• _Exercise goal_
The response must contain every line of the records that follow, duplicated exactly.

(Saved entries)
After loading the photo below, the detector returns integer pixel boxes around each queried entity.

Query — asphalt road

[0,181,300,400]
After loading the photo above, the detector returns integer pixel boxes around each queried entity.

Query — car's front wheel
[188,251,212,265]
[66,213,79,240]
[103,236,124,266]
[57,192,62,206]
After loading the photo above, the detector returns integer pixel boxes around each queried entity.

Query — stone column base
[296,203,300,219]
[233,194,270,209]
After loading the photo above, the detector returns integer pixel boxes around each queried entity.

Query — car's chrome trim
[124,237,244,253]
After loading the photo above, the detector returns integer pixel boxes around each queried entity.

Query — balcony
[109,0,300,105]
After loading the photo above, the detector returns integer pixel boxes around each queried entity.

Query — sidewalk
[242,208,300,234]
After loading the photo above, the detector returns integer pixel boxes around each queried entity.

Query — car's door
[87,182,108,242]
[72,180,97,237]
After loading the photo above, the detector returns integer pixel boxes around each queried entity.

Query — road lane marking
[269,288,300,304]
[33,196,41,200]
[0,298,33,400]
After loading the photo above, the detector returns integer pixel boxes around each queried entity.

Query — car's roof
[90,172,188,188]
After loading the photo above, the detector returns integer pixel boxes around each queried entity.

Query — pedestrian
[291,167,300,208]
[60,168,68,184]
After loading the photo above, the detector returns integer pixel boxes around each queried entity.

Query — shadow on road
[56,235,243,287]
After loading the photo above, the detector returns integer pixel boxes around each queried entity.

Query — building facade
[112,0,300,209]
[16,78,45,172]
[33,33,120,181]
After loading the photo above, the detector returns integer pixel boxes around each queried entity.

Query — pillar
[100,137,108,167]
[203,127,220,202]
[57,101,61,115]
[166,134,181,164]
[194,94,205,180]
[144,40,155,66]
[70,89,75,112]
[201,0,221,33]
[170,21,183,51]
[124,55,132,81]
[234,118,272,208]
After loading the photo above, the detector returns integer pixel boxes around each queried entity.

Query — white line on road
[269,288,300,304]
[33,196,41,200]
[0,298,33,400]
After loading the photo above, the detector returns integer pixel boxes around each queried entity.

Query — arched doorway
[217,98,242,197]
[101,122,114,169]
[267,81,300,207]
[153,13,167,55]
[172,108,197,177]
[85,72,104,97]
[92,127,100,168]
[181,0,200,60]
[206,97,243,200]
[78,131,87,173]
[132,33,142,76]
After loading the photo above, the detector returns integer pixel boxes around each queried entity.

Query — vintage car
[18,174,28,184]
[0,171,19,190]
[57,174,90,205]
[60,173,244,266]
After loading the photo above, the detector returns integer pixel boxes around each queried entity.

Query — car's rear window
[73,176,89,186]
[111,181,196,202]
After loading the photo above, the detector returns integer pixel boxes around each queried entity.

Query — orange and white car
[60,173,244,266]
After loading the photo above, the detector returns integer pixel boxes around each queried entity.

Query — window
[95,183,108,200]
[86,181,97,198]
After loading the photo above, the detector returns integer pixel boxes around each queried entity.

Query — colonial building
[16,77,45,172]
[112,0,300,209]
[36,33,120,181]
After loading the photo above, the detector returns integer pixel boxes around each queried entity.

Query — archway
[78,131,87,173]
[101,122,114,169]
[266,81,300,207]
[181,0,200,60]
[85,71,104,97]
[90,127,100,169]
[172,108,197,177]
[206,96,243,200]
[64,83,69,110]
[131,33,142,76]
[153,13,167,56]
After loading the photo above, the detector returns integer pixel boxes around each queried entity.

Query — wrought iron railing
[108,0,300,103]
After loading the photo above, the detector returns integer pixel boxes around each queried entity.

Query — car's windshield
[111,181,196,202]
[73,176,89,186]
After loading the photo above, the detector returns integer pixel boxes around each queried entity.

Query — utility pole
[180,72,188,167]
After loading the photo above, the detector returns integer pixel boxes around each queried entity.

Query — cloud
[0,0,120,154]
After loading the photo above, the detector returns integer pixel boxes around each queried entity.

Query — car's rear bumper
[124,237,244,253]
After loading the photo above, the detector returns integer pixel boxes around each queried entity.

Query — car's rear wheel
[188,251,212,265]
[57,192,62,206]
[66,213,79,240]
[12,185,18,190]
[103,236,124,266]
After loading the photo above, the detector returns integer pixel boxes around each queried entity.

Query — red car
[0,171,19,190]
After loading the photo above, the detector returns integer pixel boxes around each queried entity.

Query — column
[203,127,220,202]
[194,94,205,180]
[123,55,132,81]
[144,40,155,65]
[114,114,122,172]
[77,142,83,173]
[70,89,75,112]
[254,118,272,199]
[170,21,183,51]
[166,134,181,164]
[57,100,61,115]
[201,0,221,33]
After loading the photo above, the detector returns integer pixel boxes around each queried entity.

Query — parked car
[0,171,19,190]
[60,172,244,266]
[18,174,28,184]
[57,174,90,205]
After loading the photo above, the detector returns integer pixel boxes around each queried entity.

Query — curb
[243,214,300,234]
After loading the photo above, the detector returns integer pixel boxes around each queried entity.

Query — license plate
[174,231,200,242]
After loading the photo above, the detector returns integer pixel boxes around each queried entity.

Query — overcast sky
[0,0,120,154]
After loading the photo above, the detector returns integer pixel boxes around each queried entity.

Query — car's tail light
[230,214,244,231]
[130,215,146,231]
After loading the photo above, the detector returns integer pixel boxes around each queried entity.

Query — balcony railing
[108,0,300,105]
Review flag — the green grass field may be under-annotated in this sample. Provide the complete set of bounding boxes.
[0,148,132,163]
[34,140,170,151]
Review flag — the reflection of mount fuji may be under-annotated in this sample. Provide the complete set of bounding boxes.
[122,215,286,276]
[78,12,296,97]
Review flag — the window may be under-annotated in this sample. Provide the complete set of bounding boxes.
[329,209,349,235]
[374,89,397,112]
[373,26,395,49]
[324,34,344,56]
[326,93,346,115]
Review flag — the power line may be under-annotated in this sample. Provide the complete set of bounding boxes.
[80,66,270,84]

• _Answer below_
After loading the photo below, the detector returns integer pixel boxes around each queried entity.

Query — asphalt road

[0,181,300,400]
After loading the photo above, the detector returns integer pixel boxes around each queried entity.

Query — car's front wheel
[188,251,212,265]
[66,213,79,240]
[103,236,124,266]
[57,192,62,206]
After loading the photo above, the detector returns integer pixel boxes around each queried entity.

Query — stone column base
[296,203,300,219]
[233,194,270,209]
After loading the photo above, the detector returns integer pixel boxes around each queried entity.

Query — car's chrome trim
[124,237,244,253]
After loading the photo above, the detector returns integer pixel boxes around each queried entity.

Query — balcony
[109,0,300,105]
After loading the photo above, the detector returns integer pixel boxes around each queried entity.

Query — sidewalk
[242,208,300,234]
After loading the photo above, the detector returns integer pixel boxes around each queried entity.

Query — car's door
[87,182,108,242]
[72,180,97,237]
After loading the photo above, the detector returns integer pixel boxes around each queried entity.

Query — road lane marking
[269,288,300,304]
[33,196,41,200]
[0,298,33,400]
After loading the photo above, the detector returns integer pixel boxes around each queried entity.

Query — car's roof
[90,172,188,188]
After loading the photo above, the detector returns integer pixel boxes around each queried entity.

Query — pedestrian
[291,167,300,208]
[60,168,68,184]
After loading the photo above, the detector returns integer pixel boxes around each queried entity.

Query — shadow on road
[56,235,243,287]
After loading the photo above, the detector returns integer pixel boxes around each queried entity.

Query — building facade
[112,0,300,209]
[16,78,45,172]
[33,33,120,181]
After loading the photo above, the detector returns integer pixel boxes around each queried entity.

Query — pillar
[100,137,108,167]
[203,127,220,202]
[57,101,61,115]
[166,134,181,164]
[194,94,205,180]
[144,40,155,66]
[70,89,75,112]
[201,0,221,33]
[170,21,183,51]
[124,55,132,81]
[234,118,272,208]
After loading the photo above, the detector returns integer pixel boxes around each queried entity.

Query — white line on road
[269,288,300,304]
[33,196,41,200]
[0,298,33,400]
After loading the photo above, the detector returns integer pixel boxes around each queried entity.

Query — arched doorway
[217,98,242,197]
[101,122,114,169]
[267,81,300,207]
[153,13,167,55]
[172,108,197,177]
[85,72,104,97]
[92,127,100,168]
[181,0,200,60]
[206,97,243,200]
[78,131,87,173]
[132,33,142,76]
After loading the photo above, the detector returns integer pixel boxes around each queried entity.

Query — vintage car
[18,174,28,184]
[0,171,19,190]
[57,174,90,205]
[60,173,244,266]
After loading the photo above, the detector returns integer pixel boxes around each queried entity.

Query — car's rear window
[73,176,89,186]
[111,181,196,202]
After loading the photo above, the detector returns integer pixel boxes around each queried entity.

Query — orange and white car
[60,173,244,266]
After loading the photo above, the detector returns integer pixel boxes around each queried entity.

Query — window
[95,183,108,200]
[86,181,97,198]
After loading the photo above, the detector returns integer pixel boxes around each queried entity.

Query — colonial building
[16,77,45,172]
[112,0,300,209]
[36,33,120,181]
After loading the photo above, the detector returns integer pixel boxes around each queried entity.

Query — archway
[78,131,87,173]
[101,122,114,169]
[266,81,300,207]
[181,0,200,60]
[85,71,104,97]
[90,127,100,169]
[172,108,197,177]
[206,96,243,200]
[64,83,69,110]
[131,33,142,76]
[153,13,167,56]
After loading the photo above, the detector returns integer pixel boxes around each queried entity.

Query — wrought iron railing
[108,0,300,103]
After loading the photo above, the detector returns integer pixel boxes around each queried entity.

Query — car's windshield
[111,181,196,202]
[73,176,89,186]
After loading the photo above, the detector returns integer pixel boxes around each queried entity.

Query — utility pole
[180,72,188,167]
After loading the photo above, the detector returns integer pixel boxes around each queried entity.

Query — cloud
[0,0,120,154]
After loading the photo above, the detector returns integer pixel boxes around each queried entity.

Query — car's rear bumper
[124,237,244,253]
After loading the photo above, the detector returns integer pixel boxes around each queried entity.

Query — car's rear wheel
[188,251,212,265]
[57,192,62,206]
[66,213,79,240]
[12,185,18,190]
[103,236,124,266]
After loading the photo above, the detector returns integer pixel boxes around each queried entity.

Query — red car
[0,171,19,190]
After loading the photo above, the detector returns integer pixel boxes around each queried entity.

Query — column
[203,127,220,202]
[194,94,205,180]
[123,55,132,81]
[144,40,155,65]
[114,114,122,172]
[77,142,83,173]
[70,89,75,112]
[254,118,272,199]
[170,21,183,51]
[166,134,181,164]
[57,100,61,115]
[201,0,221,33]
After loading the photo above, the detector returns integer pixel boxes around each queried entity.

Query — parked car
[0,171,19,190]
[60,172,244,266]
[18,174,28,184]
[57,174,90,205]
After loading the photo above, the detector returns integer pixel boxes around each queried entity.

Query — curb
[243,214,300,234]
After loading the photo above, the detector returns integer pixel boxes around each queried entity.

Query — license plate
[174,231,200,242]
After loading the photo above, the detector returns integer pixel boxes around each queried entity.

Query — overcast sky
[0,0,120,154]
After loading the photo above, the detector returns integer pixel boxes around each queried entity.

Query — car's tail light
[230,214,244,231]
[130,215,146,231]
After loading the photo above, the detector returns integer pixel boxes around each queried entity.

Query — balcony railing
[108,0,300,105]
Review flag — the green grass field may be under-annotated in this sample. Provide the complete set of bounding boxes.
[0,148,132,163]
[34,140,170,151]
Review flag — the reflection of mount fuji may be under-annotated in this sample. Provide the complete set of bounding boxes.
[122,215,286,276]
[78,12,296,97]
Review flag — the window may be under-annotated in this sample. Provide the complete set of bounding boxes.
[329,209,349,235]
[374,89,397,112]
[373,26,395,49]
[324,34,344,56]
[326,93,346,115]
Review flag — the power line may be under-annotated in this sample. Provide the complete set of bounding boxes.
[80,66,270,84]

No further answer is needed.